**原文抜粋**:
(8)スクリーンヒーロー

[ 2008年12月28日 06:00 ]

<有馬記念>坂路を駆け上がるスクリーンヒーロー

 午前4時。気温2度と冷え込んだ美浦にあって、この馬の周囲だけは熱気が立ち上っているようだった。坂路へと現れたスクリーンヒーロー。ゆったり、しかし雄大な脚さばきに国際G1ホースのオーラが漂う。最終追いでもパートナーを務めたヘロン(2歳新馬、中山4R出走)を目の前に置き、ラストは14秒9、14秒7とややペースを上げてフィニッシュ。キビキビとしたフットワーク、カクテル光線に浮かび上がる堂々たる四肢。ウオッカ、ディープスカイを一蹴したジャパンC以上の出来で、今年最大の上がり馬は大一番へと挑む。

**作業内容**:
(A) スクリーンヒーローの記事で、この馬が坂路に姿を見せたのは何時で、そのときの気温は何度ですか。
(B) スクリーンヒーローの記事の続きを書き足してください。
この後の資料は、記事とは別の出どころから取ったものです。

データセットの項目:
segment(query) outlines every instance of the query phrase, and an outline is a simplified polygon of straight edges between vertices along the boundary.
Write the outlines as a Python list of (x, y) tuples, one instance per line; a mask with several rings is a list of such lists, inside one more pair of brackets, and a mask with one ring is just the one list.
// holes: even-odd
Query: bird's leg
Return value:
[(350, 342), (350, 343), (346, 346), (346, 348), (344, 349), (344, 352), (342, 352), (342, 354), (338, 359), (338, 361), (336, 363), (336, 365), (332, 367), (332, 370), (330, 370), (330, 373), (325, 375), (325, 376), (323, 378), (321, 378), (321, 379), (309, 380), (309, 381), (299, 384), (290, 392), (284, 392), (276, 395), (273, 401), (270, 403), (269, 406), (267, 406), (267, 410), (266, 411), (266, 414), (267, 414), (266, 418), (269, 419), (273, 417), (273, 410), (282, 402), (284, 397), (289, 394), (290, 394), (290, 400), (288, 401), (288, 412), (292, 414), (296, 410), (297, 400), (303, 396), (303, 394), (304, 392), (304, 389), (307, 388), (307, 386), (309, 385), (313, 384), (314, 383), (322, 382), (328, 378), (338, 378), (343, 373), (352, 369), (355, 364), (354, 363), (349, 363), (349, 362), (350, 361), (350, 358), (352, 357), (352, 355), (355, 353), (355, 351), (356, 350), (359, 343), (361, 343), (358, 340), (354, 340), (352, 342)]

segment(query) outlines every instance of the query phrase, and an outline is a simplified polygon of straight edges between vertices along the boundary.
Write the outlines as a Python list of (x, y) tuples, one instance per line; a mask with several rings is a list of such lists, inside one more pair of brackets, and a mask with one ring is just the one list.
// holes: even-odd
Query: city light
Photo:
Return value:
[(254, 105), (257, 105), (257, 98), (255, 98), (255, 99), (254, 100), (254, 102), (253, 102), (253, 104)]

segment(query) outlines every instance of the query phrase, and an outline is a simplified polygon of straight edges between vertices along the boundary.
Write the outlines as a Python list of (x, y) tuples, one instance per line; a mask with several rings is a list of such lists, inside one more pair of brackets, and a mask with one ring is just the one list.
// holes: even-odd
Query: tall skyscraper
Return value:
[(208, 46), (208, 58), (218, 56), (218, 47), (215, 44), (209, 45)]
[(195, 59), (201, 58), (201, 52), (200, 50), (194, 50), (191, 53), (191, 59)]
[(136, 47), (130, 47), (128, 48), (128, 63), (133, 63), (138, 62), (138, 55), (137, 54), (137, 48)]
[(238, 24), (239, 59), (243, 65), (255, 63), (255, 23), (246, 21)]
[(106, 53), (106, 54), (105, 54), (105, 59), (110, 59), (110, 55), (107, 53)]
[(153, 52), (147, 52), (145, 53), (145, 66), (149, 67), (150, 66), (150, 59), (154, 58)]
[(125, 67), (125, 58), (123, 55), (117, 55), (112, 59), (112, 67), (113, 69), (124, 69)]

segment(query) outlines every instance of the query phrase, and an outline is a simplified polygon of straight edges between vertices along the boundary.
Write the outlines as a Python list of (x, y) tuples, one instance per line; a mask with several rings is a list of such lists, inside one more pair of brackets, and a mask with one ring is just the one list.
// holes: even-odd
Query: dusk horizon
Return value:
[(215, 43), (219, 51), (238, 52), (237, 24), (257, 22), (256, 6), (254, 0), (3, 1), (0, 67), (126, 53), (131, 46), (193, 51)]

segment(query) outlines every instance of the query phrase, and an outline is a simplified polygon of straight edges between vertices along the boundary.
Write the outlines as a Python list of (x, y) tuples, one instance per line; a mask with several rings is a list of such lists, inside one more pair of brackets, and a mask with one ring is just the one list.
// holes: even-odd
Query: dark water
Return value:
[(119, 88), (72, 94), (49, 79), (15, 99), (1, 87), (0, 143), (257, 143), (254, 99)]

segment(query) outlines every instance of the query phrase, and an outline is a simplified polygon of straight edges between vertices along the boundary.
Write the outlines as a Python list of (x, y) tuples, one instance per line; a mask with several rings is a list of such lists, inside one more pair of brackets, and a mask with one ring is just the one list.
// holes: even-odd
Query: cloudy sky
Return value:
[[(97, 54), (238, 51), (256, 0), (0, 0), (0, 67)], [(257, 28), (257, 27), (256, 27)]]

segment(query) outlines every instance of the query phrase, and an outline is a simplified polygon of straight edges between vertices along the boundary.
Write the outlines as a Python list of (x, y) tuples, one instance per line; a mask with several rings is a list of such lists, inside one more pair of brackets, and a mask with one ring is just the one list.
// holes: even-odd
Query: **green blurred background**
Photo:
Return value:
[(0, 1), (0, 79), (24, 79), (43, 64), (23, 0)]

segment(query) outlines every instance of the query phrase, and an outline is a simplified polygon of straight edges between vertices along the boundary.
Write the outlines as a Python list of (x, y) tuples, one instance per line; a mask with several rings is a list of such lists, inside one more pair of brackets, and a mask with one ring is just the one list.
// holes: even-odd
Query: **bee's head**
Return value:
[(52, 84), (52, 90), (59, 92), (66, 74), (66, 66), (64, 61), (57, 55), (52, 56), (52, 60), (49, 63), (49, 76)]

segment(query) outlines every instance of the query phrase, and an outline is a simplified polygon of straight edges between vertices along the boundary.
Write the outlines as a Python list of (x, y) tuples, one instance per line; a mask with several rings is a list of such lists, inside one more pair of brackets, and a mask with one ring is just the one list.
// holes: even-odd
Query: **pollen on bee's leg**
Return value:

**解答一覧**:
(A) 午前4時で、気温は2度でした。

(B)
 「いつも通りの調教。元気いっぱいのいい感じで出せそうだ」。鹿戸雄師はコーヒーをうまそうにすすった。肩に余計な力は入っていない。師匠といえる存在の藤沢和師の下、グランプリ3連覇(02、03年シンボリクリスエス、04年ゼンノロブロイ)の偉業を目の前で見てきた。決戦目前にどんな心構えをすればいいか、誰よりもよく知っている。「レースのことはすべて騎手(デムーロ)に任せる。僕らは応援するだけですよ」。人事を尽くしきった以上、もう競馬の神様にゆだねるしかない。
 馬が急激に強くなった要因は精神面にある。「レース後の回復が本当に早くなった」と指揮官は語る。4歳秋を迎え、気持ちにメリハリが出た。調教は頑張る。馬房では休む。オンとオフをはっきりつけるようになって、調教への集中力が増した。自然とメニューは豊富になり、地力がついた。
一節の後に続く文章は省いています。